** TO BE DONE **
Without the pictures, reproduce the records that follow exactly.

* start MATERIAL SUPPLIED *

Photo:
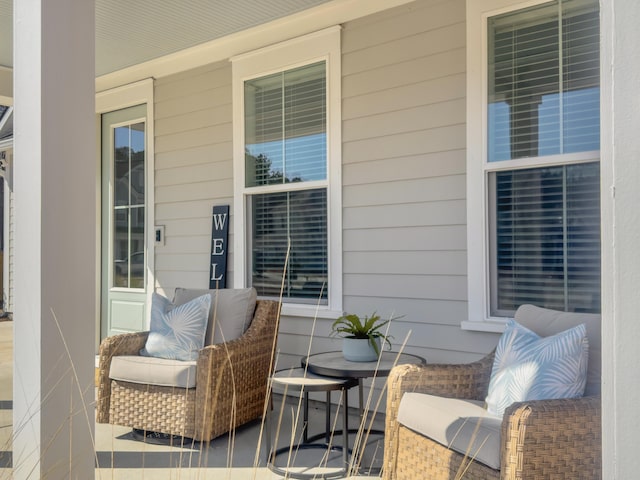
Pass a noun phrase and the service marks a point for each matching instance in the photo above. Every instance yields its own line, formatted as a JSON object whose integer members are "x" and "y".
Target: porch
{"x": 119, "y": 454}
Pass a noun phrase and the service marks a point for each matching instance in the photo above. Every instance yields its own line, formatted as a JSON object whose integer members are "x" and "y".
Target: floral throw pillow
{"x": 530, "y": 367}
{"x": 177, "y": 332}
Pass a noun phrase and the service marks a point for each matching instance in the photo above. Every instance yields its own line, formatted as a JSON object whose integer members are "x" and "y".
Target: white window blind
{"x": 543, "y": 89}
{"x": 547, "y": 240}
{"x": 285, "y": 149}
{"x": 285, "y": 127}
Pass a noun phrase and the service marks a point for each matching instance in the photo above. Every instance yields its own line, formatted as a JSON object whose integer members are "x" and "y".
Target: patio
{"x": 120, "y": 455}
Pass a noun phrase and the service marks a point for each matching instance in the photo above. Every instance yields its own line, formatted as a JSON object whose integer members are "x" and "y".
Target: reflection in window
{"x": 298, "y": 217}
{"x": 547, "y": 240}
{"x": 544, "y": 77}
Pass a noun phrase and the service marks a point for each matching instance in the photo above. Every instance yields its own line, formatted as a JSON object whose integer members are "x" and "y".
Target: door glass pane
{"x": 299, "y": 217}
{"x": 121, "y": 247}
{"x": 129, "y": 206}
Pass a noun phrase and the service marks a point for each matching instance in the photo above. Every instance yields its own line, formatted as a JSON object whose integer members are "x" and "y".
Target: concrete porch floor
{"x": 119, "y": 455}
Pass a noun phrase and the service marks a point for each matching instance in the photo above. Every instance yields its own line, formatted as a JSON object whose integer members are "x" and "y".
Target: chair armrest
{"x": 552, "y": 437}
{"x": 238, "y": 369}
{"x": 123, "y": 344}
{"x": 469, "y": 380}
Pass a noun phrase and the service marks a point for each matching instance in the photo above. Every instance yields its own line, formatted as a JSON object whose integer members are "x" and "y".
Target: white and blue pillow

* end MATERIAL SUPPLIED *

** REPLY TO THE TASK **
Photo:
Pass a noun phrase and the service marks a point for each matching instance in the photo above. Every instance yields its own line, formatted as a JSON object whose integer members are "x" and "y".
Target: porch
{"x": 119, "y": 454}
Pass a noun phrase and the service marks a point for each matching instance in the photo above. Every instance yields its own line, formatted as a JSON object whose integer members are "x" and "y".
Target: floral throw pillow
{"x": 530, "y": 367}
{"x": 177, "y": 332}
Pass a noun phrase and the service marks a point for each matching instance in the photo above. Every instance yields its own line, formatted as a JSON object whose integer members are "x" and "y".
Target: white window blind
{"x": 543, "y": 89}
{"x": 547, "y": 240}
{"x": 285, "y": 149}
{"x": 285, "y": 127}
Pass a noun phrase and the service marks a point for each matching instance in the photo above. Every instance yields its own line, formatted as a JSON object whose integer members are "x" and "y".
Target: patio
{"x": 120, "y": 455}
Pass a noun phrase and the service marks a point for each matching instance in the photo above. Every instance yields its own line, formatted as a JSON object whose integer members are "x" and "y".
Target: reflection in window
{"x": 298, "y": 217}
{"x": 547, "y": 240}
{"x": 544, "y": 77}
Pass a noun phrase and the service marks a point for each matching instance in the photo above. Every instance yields its own line, formatted as a JSON object whose integer members are "x" and "y".
Target: door glass pane
{"x": 299, "y": 217}
{"x": 121, "y": 247}
{"x": 129, "y": 206}
Pass a noun phrase and the service marks a point for each matching instance in the photo above. Every instance yields its own line, formatted as a JSON object whose integer members are "x" and "y".
Target: concrete porch floor
{"x": 119, "y": 455}
Pass a noun phrase and the service marks a point for each matching instance in the photo above. Every instance yields its own line, formatted as a JSON object whose integer members are "x" and "y".
Target: chair armrest
{"x": 552, "y": 437}
{"x": 238, "y": 369}
{"x": 123, "y": 344}
{"x": 469, "y": 380}
Pass a noun phrase and the service marks a point for each matching instance in the photo above. Every instance yields its own line, formatted as a JSON object whose integer members are "x" and "y".
Target: white and blue pillow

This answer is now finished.